Task to carry out – Print, exactly as given, each line of the data from the line containing "Q: Point to the brown" up to and including its last line.

Image location labeling entries –
--

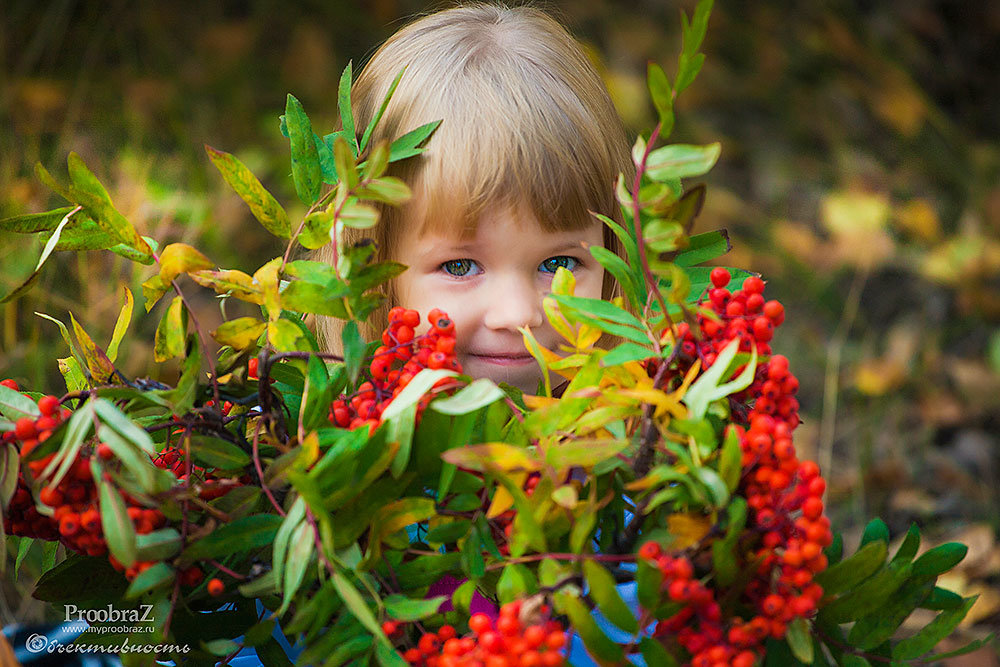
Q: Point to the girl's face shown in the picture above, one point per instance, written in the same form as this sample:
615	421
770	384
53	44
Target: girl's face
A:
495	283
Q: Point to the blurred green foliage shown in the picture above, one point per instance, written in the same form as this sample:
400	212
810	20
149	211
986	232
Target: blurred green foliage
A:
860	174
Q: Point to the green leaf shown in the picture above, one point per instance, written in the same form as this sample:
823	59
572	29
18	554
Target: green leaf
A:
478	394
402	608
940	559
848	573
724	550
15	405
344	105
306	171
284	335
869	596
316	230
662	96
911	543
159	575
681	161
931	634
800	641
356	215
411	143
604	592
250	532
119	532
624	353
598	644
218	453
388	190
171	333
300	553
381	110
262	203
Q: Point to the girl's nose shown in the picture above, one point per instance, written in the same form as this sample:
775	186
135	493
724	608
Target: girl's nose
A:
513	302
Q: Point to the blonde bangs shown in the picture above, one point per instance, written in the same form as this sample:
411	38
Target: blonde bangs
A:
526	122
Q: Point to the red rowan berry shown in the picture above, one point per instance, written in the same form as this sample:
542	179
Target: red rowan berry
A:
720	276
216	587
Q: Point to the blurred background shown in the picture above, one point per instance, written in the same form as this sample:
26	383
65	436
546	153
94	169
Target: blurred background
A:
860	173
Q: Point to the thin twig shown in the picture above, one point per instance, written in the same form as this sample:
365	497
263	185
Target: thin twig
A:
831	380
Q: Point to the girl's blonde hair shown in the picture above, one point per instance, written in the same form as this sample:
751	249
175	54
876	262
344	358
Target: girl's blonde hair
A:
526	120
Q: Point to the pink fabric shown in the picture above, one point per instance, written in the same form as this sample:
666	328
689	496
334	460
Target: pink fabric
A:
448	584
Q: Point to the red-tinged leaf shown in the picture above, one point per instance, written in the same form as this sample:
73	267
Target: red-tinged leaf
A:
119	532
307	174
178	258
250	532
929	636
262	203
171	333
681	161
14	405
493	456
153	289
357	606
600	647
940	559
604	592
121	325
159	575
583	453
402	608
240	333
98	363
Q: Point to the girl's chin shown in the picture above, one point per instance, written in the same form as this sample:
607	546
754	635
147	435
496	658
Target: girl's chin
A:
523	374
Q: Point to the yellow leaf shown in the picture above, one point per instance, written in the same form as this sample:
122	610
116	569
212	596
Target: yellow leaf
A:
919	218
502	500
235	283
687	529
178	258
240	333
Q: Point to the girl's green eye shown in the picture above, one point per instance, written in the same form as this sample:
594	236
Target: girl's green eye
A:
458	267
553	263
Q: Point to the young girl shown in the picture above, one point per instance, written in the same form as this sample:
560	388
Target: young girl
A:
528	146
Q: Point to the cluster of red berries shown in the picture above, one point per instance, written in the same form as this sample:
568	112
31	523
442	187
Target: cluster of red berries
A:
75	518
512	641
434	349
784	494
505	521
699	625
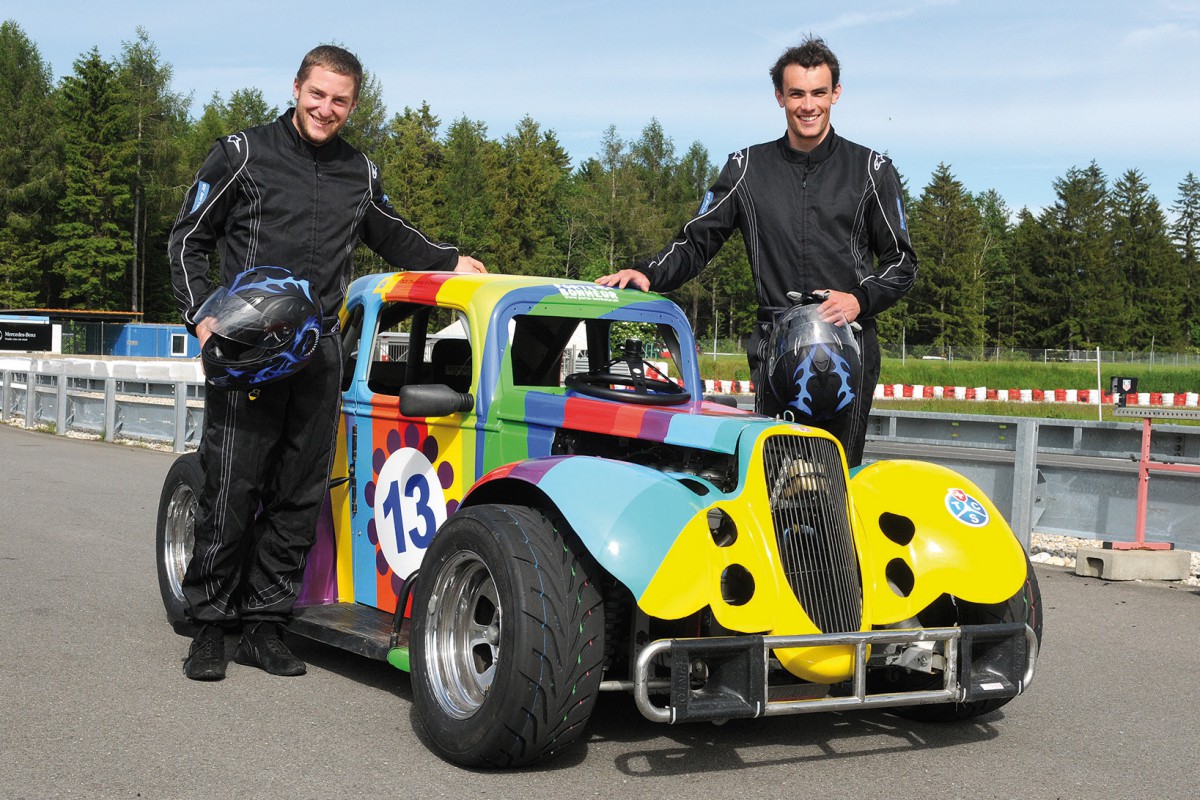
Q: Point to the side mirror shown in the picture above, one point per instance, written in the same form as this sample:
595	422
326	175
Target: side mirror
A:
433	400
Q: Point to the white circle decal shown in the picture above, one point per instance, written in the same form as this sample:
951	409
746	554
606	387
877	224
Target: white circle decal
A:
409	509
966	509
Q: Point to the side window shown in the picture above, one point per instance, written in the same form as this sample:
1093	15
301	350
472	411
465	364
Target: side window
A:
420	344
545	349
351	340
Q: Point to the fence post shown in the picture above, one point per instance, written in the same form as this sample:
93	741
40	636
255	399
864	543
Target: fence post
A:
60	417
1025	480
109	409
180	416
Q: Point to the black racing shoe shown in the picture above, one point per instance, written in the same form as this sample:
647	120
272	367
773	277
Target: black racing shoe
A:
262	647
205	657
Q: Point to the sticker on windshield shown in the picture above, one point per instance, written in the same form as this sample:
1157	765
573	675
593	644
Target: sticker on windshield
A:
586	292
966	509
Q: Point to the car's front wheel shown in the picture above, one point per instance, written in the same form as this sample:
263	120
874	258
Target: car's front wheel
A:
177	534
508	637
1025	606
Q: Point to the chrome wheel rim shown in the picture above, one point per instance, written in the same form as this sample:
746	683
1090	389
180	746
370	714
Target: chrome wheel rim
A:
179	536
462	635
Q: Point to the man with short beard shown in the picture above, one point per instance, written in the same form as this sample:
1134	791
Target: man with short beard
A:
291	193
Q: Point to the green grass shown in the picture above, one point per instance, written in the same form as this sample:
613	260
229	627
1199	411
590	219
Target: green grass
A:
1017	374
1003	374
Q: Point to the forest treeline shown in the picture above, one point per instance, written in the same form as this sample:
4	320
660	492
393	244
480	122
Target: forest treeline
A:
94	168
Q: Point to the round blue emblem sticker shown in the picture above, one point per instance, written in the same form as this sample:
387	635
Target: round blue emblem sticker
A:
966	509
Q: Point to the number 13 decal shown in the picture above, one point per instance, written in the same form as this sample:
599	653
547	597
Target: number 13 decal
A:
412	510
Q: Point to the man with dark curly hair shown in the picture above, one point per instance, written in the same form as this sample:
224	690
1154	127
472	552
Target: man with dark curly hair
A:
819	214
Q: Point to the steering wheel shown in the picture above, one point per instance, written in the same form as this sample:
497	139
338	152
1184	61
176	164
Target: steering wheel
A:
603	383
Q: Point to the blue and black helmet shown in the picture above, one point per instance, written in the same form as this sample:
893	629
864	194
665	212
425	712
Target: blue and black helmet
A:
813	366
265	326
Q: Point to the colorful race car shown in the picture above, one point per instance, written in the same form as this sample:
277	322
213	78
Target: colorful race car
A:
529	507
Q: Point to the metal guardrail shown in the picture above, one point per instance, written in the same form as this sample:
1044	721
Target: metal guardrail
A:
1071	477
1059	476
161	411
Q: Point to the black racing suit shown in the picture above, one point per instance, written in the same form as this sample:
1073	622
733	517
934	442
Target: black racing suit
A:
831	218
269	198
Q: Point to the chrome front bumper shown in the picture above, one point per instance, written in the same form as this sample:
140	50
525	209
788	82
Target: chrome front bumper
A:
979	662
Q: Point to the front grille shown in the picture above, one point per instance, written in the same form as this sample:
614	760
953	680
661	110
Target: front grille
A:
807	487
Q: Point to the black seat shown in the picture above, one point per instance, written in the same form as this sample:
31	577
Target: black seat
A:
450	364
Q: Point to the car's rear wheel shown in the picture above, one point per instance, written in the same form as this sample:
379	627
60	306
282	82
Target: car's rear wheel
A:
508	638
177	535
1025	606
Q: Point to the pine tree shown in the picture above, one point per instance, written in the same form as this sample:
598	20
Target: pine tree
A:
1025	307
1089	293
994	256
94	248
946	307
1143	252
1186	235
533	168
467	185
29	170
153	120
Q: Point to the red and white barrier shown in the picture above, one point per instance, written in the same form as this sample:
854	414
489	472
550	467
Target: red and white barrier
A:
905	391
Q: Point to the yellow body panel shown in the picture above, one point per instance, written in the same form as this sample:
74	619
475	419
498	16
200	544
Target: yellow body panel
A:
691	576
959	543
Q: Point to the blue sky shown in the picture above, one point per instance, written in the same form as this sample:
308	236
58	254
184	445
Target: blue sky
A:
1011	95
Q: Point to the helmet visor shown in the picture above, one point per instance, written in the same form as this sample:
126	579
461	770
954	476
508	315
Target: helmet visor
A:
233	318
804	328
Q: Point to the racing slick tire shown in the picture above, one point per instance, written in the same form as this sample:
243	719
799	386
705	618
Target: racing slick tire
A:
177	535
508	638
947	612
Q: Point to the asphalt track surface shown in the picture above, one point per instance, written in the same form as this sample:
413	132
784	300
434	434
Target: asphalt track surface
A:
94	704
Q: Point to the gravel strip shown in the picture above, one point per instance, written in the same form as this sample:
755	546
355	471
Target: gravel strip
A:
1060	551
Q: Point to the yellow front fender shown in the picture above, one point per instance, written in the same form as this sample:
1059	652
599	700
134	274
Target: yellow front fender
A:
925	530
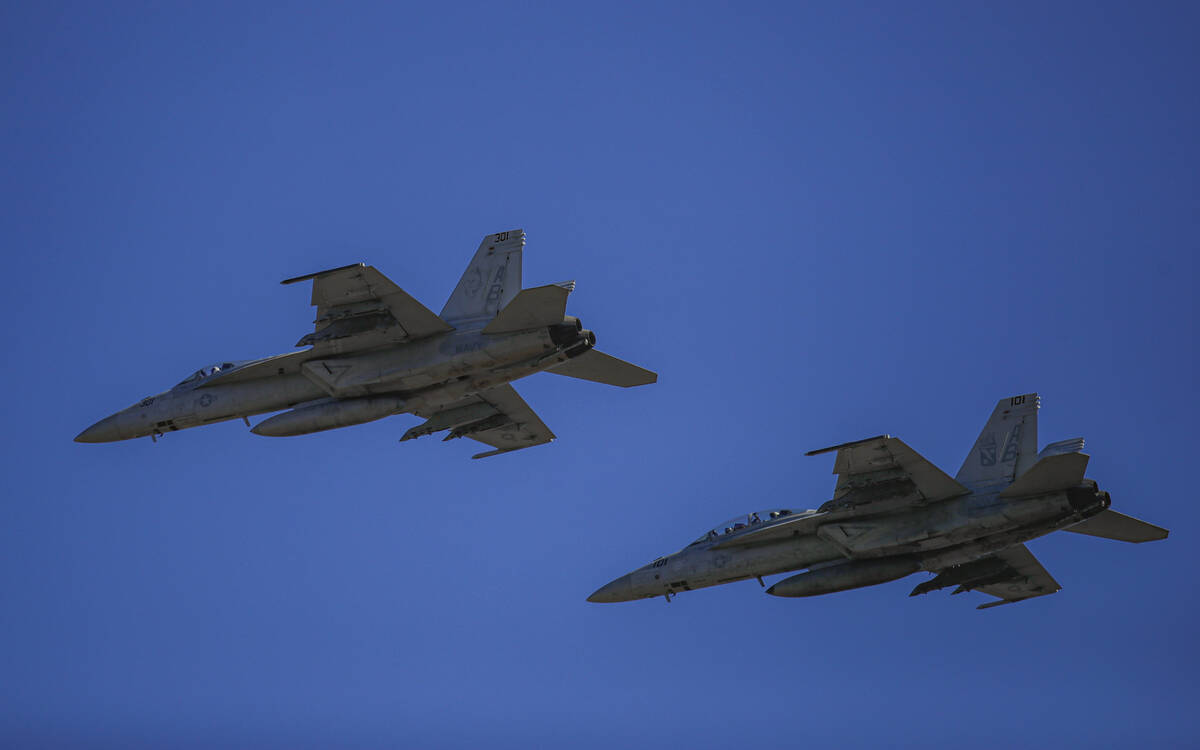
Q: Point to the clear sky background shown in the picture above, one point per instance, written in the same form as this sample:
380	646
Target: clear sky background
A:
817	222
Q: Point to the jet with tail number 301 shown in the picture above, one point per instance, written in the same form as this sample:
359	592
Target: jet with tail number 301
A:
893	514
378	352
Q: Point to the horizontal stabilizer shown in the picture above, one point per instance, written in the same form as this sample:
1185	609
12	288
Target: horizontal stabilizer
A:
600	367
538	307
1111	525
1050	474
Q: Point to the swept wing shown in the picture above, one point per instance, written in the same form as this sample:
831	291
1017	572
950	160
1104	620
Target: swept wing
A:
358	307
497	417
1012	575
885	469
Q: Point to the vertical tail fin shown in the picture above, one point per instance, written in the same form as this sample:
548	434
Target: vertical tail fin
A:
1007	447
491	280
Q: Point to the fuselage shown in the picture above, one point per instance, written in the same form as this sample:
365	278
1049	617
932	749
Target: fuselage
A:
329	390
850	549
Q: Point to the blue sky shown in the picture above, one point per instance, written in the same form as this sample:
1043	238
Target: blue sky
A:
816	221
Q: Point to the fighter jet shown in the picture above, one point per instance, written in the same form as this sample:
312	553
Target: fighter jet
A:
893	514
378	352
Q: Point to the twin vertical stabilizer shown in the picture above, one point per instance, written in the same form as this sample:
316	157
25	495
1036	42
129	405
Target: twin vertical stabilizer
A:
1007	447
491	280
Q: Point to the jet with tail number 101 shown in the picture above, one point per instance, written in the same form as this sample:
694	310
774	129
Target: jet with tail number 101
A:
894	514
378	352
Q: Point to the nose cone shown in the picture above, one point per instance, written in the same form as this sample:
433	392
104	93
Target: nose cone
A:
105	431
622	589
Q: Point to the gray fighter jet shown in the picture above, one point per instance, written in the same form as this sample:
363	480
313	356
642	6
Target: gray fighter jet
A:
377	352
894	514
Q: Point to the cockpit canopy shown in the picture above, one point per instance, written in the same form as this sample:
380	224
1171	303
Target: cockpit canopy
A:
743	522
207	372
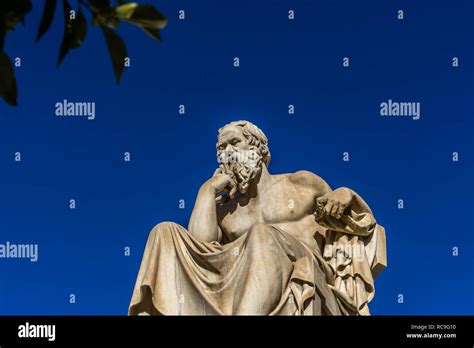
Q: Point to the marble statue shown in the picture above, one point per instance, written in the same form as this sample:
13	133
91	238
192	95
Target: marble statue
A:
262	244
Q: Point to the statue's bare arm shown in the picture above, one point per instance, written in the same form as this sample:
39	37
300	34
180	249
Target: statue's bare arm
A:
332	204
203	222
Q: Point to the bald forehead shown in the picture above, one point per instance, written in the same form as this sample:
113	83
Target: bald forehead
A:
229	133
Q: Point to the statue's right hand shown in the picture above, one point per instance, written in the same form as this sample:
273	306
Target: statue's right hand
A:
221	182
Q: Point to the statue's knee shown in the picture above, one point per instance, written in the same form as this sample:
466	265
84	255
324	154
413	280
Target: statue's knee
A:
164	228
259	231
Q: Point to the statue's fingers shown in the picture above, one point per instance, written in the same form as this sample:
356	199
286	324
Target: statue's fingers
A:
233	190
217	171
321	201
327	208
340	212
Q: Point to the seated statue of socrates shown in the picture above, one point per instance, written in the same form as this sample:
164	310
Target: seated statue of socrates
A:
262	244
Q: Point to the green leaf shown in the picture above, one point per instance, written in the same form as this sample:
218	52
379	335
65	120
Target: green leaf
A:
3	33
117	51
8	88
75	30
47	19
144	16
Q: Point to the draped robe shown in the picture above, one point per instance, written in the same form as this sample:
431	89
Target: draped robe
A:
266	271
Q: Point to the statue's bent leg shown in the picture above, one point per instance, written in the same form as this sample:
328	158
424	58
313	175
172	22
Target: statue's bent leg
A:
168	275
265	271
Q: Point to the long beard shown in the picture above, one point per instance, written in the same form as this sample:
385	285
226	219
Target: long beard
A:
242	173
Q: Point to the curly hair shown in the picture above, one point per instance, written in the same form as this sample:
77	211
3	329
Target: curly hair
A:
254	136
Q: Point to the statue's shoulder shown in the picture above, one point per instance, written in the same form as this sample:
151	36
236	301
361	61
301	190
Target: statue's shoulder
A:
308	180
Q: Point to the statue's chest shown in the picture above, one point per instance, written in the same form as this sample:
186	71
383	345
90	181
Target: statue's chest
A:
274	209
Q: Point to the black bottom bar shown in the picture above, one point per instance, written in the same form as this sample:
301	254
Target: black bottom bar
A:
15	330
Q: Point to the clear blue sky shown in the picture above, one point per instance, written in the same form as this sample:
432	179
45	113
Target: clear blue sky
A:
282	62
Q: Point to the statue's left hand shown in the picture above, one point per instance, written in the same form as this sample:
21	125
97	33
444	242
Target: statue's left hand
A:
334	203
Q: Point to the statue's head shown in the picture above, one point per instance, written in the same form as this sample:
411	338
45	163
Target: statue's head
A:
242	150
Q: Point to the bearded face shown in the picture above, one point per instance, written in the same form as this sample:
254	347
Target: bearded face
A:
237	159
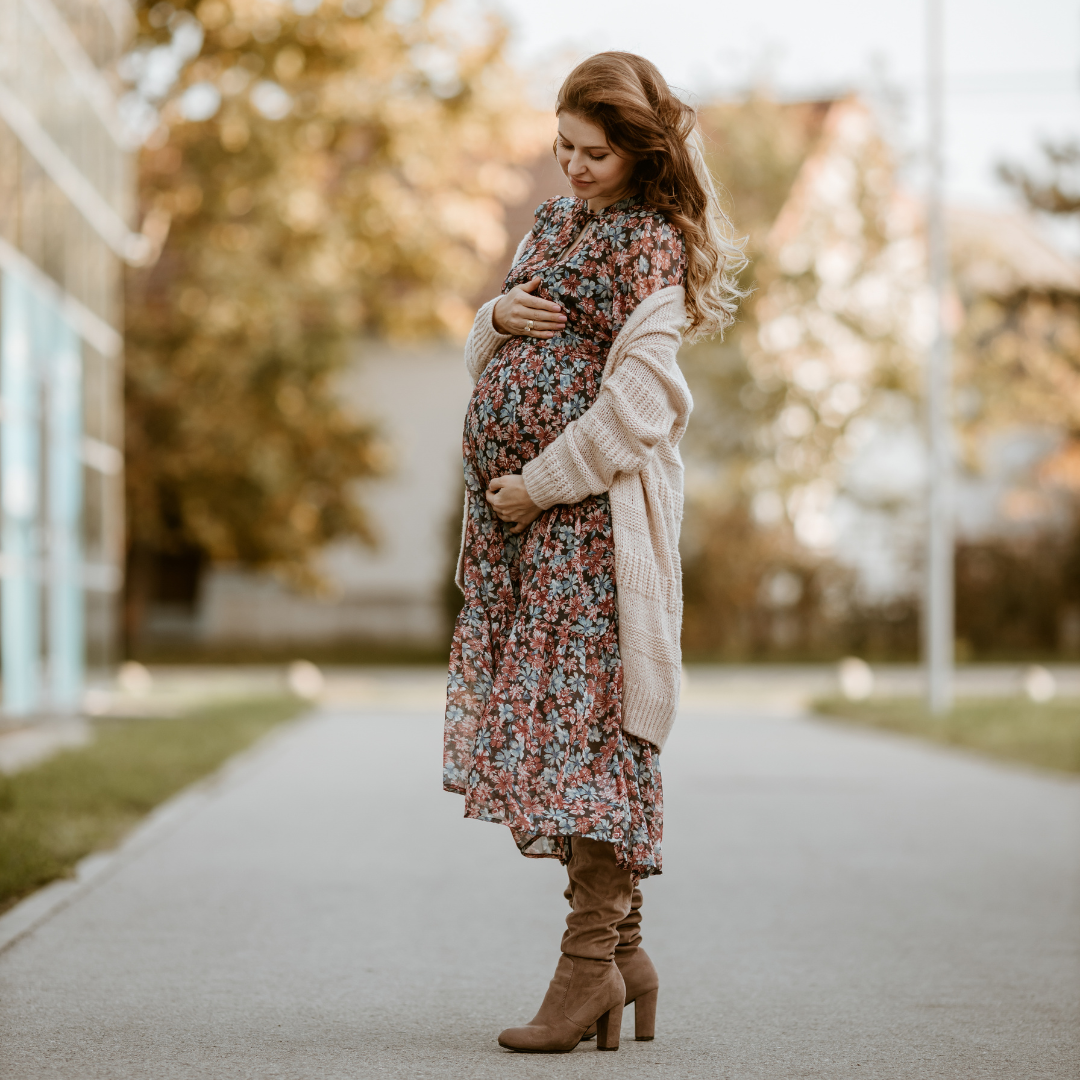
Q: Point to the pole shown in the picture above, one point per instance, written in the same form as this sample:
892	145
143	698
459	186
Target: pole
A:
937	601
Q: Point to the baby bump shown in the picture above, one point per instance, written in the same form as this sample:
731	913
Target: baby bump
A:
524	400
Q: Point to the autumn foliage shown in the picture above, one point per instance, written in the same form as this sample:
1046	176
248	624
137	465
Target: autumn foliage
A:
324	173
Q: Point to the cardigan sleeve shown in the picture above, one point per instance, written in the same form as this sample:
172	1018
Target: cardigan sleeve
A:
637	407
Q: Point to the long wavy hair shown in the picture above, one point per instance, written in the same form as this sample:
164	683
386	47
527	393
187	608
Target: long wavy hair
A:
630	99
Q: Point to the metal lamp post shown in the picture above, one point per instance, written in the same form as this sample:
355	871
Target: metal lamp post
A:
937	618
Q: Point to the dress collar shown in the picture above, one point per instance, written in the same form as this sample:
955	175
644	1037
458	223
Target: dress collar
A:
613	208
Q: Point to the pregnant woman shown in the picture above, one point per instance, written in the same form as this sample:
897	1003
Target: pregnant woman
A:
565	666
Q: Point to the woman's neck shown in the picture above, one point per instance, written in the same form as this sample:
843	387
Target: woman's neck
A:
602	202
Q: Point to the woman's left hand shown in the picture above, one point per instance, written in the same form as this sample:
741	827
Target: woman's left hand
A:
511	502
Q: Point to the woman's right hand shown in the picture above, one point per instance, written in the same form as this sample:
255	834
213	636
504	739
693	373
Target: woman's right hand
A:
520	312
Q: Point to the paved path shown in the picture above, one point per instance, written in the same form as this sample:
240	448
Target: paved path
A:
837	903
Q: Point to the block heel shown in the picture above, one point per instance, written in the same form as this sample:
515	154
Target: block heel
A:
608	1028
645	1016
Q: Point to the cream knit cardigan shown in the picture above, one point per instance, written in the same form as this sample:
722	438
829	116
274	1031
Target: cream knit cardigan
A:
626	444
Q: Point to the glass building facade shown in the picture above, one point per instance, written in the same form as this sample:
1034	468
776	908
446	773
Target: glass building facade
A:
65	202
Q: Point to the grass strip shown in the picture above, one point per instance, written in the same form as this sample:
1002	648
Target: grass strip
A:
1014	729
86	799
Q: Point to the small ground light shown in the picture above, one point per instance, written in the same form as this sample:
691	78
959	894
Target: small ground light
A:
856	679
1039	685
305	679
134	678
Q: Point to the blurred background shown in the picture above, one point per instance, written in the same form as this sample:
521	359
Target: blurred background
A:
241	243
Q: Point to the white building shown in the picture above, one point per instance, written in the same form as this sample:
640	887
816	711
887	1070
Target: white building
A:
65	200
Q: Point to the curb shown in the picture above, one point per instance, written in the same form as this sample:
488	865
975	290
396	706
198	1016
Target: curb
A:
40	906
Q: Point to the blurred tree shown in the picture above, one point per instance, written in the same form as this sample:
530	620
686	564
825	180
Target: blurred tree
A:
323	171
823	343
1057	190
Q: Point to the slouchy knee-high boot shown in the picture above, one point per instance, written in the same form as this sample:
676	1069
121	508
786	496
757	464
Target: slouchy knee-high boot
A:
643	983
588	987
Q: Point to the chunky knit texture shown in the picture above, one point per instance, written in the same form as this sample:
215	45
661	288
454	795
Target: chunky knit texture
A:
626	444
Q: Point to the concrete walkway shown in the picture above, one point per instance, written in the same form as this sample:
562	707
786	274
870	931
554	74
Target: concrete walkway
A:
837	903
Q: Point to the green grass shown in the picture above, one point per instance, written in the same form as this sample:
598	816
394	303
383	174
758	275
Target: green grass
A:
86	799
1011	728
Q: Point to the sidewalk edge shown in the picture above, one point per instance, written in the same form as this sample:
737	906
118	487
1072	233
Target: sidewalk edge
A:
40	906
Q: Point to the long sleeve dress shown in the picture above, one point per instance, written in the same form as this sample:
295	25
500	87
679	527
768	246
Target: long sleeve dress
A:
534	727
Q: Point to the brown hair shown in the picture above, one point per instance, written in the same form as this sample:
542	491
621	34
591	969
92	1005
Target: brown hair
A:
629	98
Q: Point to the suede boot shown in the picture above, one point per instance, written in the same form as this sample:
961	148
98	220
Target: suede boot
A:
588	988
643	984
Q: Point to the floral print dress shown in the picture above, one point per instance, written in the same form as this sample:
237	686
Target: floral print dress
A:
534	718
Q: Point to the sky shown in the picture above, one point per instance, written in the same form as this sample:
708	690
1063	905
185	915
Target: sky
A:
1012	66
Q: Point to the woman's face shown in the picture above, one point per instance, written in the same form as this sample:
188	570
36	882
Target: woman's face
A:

--

Task answer –
Q: Point to the brown hair shown in the picture above, one point per instance, written in the same form as this sample:
542	491
621	34
591	969
92	1005
Target: brown hair
A:
629	98
Q: Point to the suede boot shown in the picture above, one point per instance, written in the same form as this sample:
961	148
98	220
Target: suede boot
A:
588	988
643	984
Q: Point to the floral print dress shown in the picture above, one point per instance, written in the same form as this sample:
237	686
Target: floral print dress
A:
534	718
Q: Point to the sky shown in the picture above, one point per instance, written in the same form as this sample:
708	690
1063	905
185	915
Target: sky
A:
1012	66
Q: Point to the woman's face shown in the picture above, one point per instance, written in the same form as this sample:
188	570
36	882
Target: woman's face
A:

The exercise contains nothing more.